### [What you have to do]
Pick up the text below on vehicle fires and emergency supplies and continue it from its last line.

-------- Selected passage --------

Clothing and Upholstery Fires
Clothing and upholstery fires are usually smoker's problems -- ashes or lighted particles may drop on your clothing or the upholstery from your cigarette, pipe, or cigar.
- Don't try to put out the fire while moving!
- Don't stop in traffic and get out of your vehicle to brush off burning ashes!
- Put up with any pain or damage involved!
- Retain control of the vehicle and pull safely off the road before attempting to cure the problem.
Fire in the Ashtray
Ashtrays are for ashes, not candy and gum wrappers.
- If you have paper in your ashtray, a cigarette or cigar that is not completely extinguished, pipe ashes, or a match not completely out, can cause a fire in your ashtray.
- If you have such a fire, close the ashtray to diminish the flames or even smother the fire.
- Then pull safely off the road and make sure the fire is out.
First Aid Supplies for Your Vehicle
The following is a list of some of the things you can carry in your trunk or glove compartment that you may find useful from time to time.
- Always maintain at least 1/2 tank of gas.
- Cell phone.
- Name, address, and phone number of someone to call in an emergency.
- Battery operated radio and batteries.
- Blankets and sleeping bag.
- Bleach for disinfecting.
- Bottled water.
- Can opener.
- Metal coffee can -- use the candle or canned heat to melt snow.
- Day pack -- to carry items, if you must leave your vehicle.
- Essential medications.
- Non-perishable foods.
- Water for three days.
- Citizens band radio.
- Money and credit cards.
- Non-perishable food stored in a coffee can.
- Outdoor clothing.
- Paper and pencils/pens.
- Plastic bags.
- Pre-moistened wipes.
- Rubber hose (short) for siphoning.
- Shoes (extra pair of good ones).
- Sleeping bag.
- Waterproof/windproof matches.
- Candles and several containers of canned heat.
- Spare fuses for the electrical system.
- Good flashlight with good batteries.
- Ice scraper.
- Snow brush.
- Pocket knife.
- Class ABC fire extinguisher.
- First aid kit and manual.
- Spare tire (with air in it).
- Traction mats.
- Tow chain or strap.
- Jack and lug wrench for changing tires.
- Flares or reflective day/night devices.
- An empty can to carry gasoline (if you run out of gas) or water (if your engine boils over and you loose your coolant). Do not store gasoline in your vehicle.
- Basic tools.
- Pliers -- useful for tightening clamps, small nuts that may work loose, and twisting wires.

-------- Extracted records --------

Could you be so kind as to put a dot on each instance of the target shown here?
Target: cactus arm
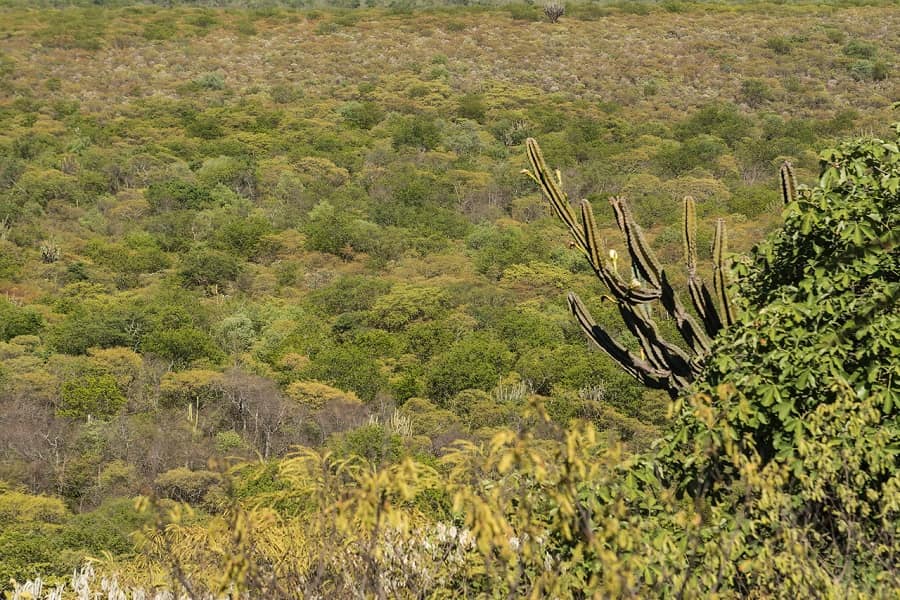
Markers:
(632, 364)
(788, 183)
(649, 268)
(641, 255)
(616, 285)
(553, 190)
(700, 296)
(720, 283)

--------
-------- Extracted records --------

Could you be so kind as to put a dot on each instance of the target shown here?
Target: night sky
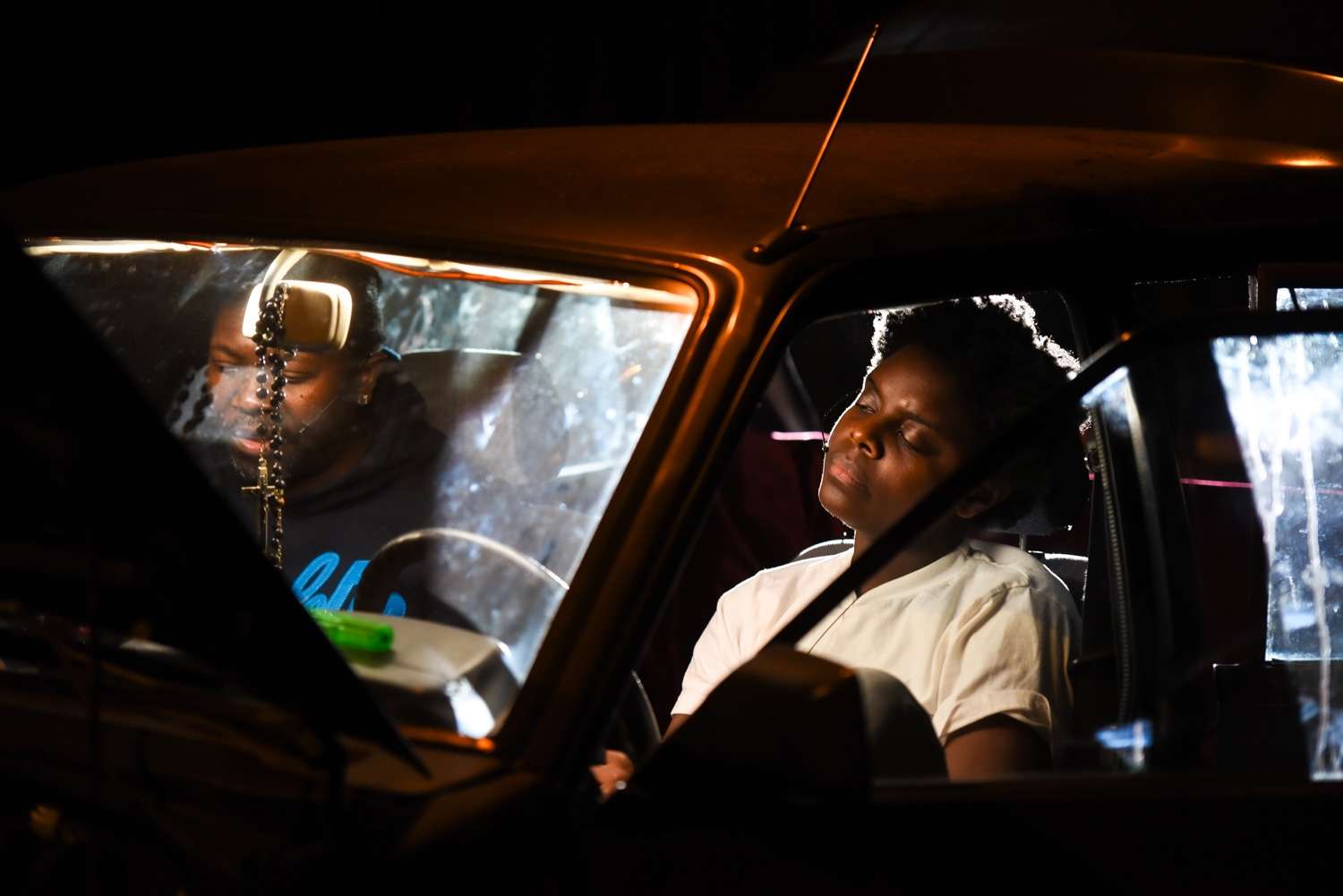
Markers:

--------
-------- Extracted records --------

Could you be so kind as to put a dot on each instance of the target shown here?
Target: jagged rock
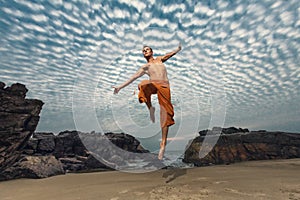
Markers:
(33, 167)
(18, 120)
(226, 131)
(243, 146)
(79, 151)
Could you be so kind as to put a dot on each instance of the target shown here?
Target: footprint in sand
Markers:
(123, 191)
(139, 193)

--------

### [Answer section]
- Screwdrivers -- several sizes. Make sure one is Phillips type.
- Adjustable wrench (or small set of open-end wrenches if you prefer) -- to tighten nuts and bolts that may have worked loose.
- Electrical tape -- to repair broken or frayed wires.
- Duct tape -- to temporarily stop small leaks in a hose until you can get to a service facility.
- Wire -- very useful to temporarily hold a muffler or tailpipe in place if one of the hangars breaks or falls off.
- Rags -- can be used to dry up your distributor or wet wires if your motor is drowned out in heavy rain or from driving through water.
- Battery jumper cables -- handy to help get your vehicle started if your battery is weak, especially in the winter (consult your Owner's Manual on how to use them).
- Piece of sandpaper -- useful for cleaning dirty battery terminals when the vehicle won't start.
- Can of engine oil -- nice to have when the oil light comes on and you're far from a service facility.
- Tire pump -- for use when one of your tires develops a slow leak and you'd rather drive to a service facility to have it changed than to do it yourself.
- Plastic sheet (or two large plastic garbage bags) -- for use in changing a tire in the rain or if you have to get under the vehicle to check something.
- Tire chains -- if you don't have snow tires (and even if you do).
- Steel shovel -- to help you get out of ruts and snowbanks.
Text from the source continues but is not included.